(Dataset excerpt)
····················

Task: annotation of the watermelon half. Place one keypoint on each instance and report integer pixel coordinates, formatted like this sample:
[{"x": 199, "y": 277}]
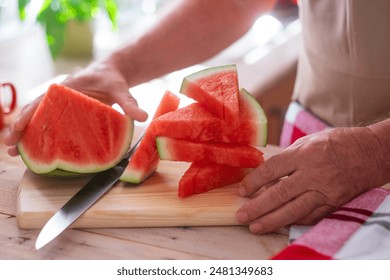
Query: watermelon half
[
  {"x": 203, "y": 176},
  {"x": 145, "y": 160},
  {"x": 216, "y": 89},
  {"x": 71, "y": 133}
]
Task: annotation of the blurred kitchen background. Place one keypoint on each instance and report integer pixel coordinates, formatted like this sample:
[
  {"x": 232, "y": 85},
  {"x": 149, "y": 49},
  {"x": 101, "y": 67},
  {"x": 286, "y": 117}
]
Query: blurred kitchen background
[{"x": 266, "y": 56}]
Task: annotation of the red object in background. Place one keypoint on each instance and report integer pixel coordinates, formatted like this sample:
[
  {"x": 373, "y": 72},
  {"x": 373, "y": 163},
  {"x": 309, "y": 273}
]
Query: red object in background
[{"x": 3, "y": 109}]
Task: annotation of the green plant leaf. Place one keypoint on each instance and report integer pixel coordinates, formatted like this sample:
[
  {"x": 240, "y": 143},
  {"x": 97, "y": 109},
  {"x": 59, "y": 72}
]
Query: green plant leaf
[
  {"x": 112, "y": 12},
  {"x": 22, "y": 5},
  {"x": 55, "y": 30}
]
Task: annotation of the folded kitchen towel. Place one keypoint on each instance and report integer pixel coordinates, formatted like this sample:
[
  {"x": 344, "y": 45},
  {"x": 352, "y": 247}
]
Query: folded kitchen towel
[
  {"x": 299, "y": 122},
  {"x": 358, "y": 230}
]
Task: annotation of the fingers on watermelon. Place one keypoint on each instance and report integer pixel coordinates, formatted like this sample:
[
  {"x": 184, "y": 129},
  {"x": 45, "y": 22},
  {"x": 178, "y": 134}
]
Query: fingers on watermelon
[{"x": 145, "y": 160}]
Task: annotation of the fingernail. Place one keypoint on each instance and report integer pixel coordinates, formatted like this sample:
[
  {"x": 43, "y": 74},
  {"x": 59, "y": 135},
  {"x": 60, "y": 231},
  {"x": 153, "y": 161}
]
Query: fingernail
[
  {"x": 242, "y": 217},
  {"x": 241, "y": 191},
  {"x": 256, "y": 228}
]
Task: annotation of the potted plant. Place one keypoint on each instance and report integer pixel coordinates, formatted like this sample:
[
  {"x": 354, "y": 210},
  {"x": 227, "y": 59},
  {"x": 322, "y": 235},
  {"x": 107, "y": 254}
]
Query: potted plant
[{"x": 59, "y": 18}]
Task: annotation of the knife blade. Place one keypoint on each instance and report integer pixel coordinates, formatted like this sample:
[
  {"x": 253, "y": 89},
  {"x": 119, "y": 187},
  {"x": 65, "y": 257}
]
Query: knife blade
[{"x": 99, "y": 185}]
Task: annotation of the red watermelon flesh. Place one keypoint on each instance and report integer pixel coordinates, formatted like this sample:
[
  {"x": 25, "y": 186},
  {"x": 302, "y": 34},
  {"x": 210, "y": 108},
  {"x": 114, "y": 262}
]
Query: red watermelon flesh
[
  {"x": 221, "y": 153},
  {"x": 216, "y": 89},
  {"x": 73, "y": 132},
  {"x": 145, "y": 160},
  {"x": 203, "y": 176},
  {"x": 192, "y": 122},
  {"x": 195, "y": 123}
]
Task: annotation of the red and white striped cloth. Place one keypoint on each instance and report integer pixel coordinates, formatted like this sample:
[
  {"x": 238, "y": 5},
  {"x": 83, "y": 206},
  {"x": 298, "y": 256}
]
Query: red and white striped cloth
[
  {"x": 358, "y": 230},
  {"x": 299, "y": 122}
]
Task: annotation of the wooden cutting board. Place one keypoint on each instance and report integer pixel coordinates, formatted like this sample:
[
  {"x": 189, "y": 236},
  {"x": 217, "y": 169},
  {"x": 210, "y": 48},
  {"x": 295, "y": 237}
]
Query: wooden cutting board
[{"x": 152, "y": 204}]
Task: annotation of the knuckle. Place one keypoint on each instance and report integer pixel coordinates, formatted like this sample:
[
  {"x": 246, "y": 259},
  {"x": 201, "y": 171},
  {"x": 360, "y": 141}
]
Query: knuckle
[
  {"x": 297, "y": 209},
  {"x": 280, "y": 193}
]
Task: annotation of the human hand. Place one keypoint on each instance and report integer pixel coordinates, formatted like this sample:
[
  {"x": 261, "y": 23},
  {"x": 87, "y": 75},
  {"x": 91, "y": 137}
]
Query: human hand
[
  {"x": 100, "y": 80},
  {"x": 310, "y": 179}
]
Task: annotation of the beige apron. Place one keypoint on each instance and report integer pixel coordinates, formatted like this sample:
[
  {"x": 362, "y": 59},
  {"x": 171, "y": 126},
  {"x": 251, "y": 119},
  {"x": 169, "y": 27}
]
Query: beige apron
[{"x": 344, "y": 66}]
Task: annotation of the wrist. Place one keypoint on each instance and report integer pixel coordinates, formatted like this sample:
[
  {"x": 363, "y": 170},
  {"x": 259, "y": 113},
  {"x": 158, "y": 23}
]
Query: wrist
[
  {"x": 374, "y": 154},
  {"x": 381, "y": 133},
  {"x": 116, "y": 62},
  {"x": 357, "y": 155}
]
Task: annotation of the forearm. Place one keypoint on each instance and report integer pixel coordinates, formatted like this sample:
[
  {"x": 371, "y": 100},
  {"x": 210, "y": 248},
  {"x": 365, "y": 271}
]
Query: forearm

····················

TASK TO CARRY OUT >>
Rewrite the listing above, replacing every "keypoint" with "marker" and changing nothing else. Omit the pictures.

REPLY TO THE TASK >>
Task: annotation of the watermelon half. Place one marker on each instance and report integer pixel coordinates, formatted like this sample:
[{"x": 199, "y": 277}]
Query: watermelon half
[
  {"x": 203, "y": 176},
  {"x": 145, "y": 160},
  {"x": 216, "y": 89},
  {"x": 71, "y": 133}
]
Task: annotation of the blurred kitchen background. Place one marker on each instance and report integer pixel coordinates, formatted like this sample:
[
  {"x": 232, "y": 85},
  {"x": 149, "y": 49},
  {"x": 101, "y": 67},
  {"x": 286, "y": 117}
]
Query: blurred kitchen background
[{"x": 266, "y": 56}]
Task: annotation of the red object in background. Place one marker on each instance and report integer pixel coordinates, formatted like this sample:
[
  {"x": 373, "y": 72},
  {"x": 373, "y": 163},
  {"x": 309, "y": 273}
]
Query: red object in background
[{"x": 3, "y": 109}]
Task: annotation of the green plant leaf. Place one marker on each instance and report integer pixel coordinates, formatted like this sample:
[
  {"x": 240, "y": 143},
  {"x": 97, "y": 109},
  {"x": 59, "y": 72}
]
Query: green plant leaf
[
  {"x": 112, "y": 12},
  {"x": 22, "y": 5},
  {"x": 55, "y": 30}
]
Task: annotation of the folded kitchen towel. Place one marker on each instance and report integer pixel coordinates, formatted like this sample:
[
  {"x": 344, "y": 45},
  {"x": 352, "y": 247}
]
Query: folded kitchen towel
[
  {"x": 299, "y": 122},
  {"x": 358, "y": 230}
]
Task: annotation of the fingers on watermelon. Place one marker on each instance and report integer pixel coordinates, formatted like this sample:
[
  {"x": 184, "y": 129},
  {"x": 45, "y": 22},
  {"x": 178, "y": 134}
]
Query: fingers on watermelon
[{"x": 145, "y": 160}]
Task: annotation of the fingernail. Place one marker on each instance and report integer pixel coordinates, formatted like this sample:
[
  {"x": 43, "y": 74},
  {"x": 59, "y": 135},
  {"x": 60, "y": 231},
  {"x": 153, "y": 161}
]
Query: fingernail
[
  {"x": 242, "y": 217},
  {"x": 241, "y": 191},
  {"x": 256, "y": 228}
]
Task: annotation of the potted plant. Place one marker on each instance and report integer pixel coordinates, formatted like this sample:
[
  {"x": 354, "y": 210},
  {"x": 227, "y": 59},
  {"x": 322, "y": 235},
  {"x": 107, "y": 254}
]
Query: potted plant
[{"x": 59, "y": 18}]
Task: annotation of the knife blade. Place one marker on each instance and report integer pixel coordinates, formatted like this sample:
[
  {"x": 253, "y": 89},
  {"x": 119, "y": 187},
  {"x": 65, "y": 257}
]
Query: knife blade
[{"x": 99, "y": 185}]
Task: annotation of the red watermelon flesh. Place one marker on each instance and report integer pixel coordinates, formatted like this sample:
[
  {"x": 25, "y": 186},
  {"x": 302, "y": 34},
  {"x": 210, "y": 108},
  {"x": 114, "y": 262}
]
Query: red watermelon flesh
[
  {"x": 221, "y": 153},
  {"x": 216, "y": 89},
  {"x": 73, "y": 132},
  {"x": 145, "y": 160},
  {"x": 203, "y": 176},
  {"x": 192, "y": 122},
  {"x": 195, "y": 123}
]
Task: annotation of the red and white striped cloth. Place one marker on each instance and report integer pixel coordinates, formatted like this sample:
[
  {"x": 238, "y": 5},
  {"x": 83, "y": 206},
  {"x": 298, "y": 256}
]
Query: red and white striped cloth
[
  {"x": 358, "y": 230},
  {"x": 299, "y": 122}
]
Task: annotation of the wooden cutting board. Place one marker on each instance and report integer pixel coordinates, formatted like this sample:
[
  {"x": 189, "y": 236},
  {"x": 217, "y": 169},
  {"x": 210, "y": 48},
  {"x": 295, "y": 237}
]
Query: wooden cutting board
[{"x": 152, "y": 204}]
Task: annotation of the knuckle. Place one marker on each instance and report integer pixel coordinates, formatted like this sample:
[
  {"x": 246, "y": 259},
  {"x": 201, "y": 171},
  {"x": 360, "y": 141}
]
Query: knuckle
[
  {"x": 297, "y": 209},
  {"x": 280, "y": 193}
]
Task: annotation of the human hand. Place one marker on each instance and report integer pixel coordinates, formatted like this sample:
[
  {"x": 261, "y": 23},
  {"x": 87, "y": 75},
  {"x": 91, "y": 137}
]
Query: human hand
[
  {"x": 100, "y": 80},
  {"x": 310, "y": 179}
]
Task: annotation of the beige apron. Place one marker on each instance and report integer pixel coordinates, formatted like this sample:
[
  {"x": 362, "y": 59},
  {"x": 171, "y": 126},
  {"x": 251, "y": 119},
  {"x": 169, "y": 27}
]
Query: beige apron
[{"x": 344, "y": 66}]
Task: annotation of the wrist. Place one marker on each instance and report integer pixel coordinates, formatted like this sample:
[
  {"x": 363, "y": 170},
  {"x": 259, "y": 113},
  {"x": 158, "y": 23}
]
Query: wrist
[
  {"x": 374, "y": 154},
  {"x": 381, "y": 133},
  {"x": 116, "y": 62},
  {"x": 357, "y": 155}
]
Task: annotation of the forearm. Place one marker on each instance and report integer pixel coordinates, formatted like this sample:
[
  {"x": 371, "y": 100},
  {"x": 210, "y": 248},
  {"x": 365, "y": 271}
]
Query: forearm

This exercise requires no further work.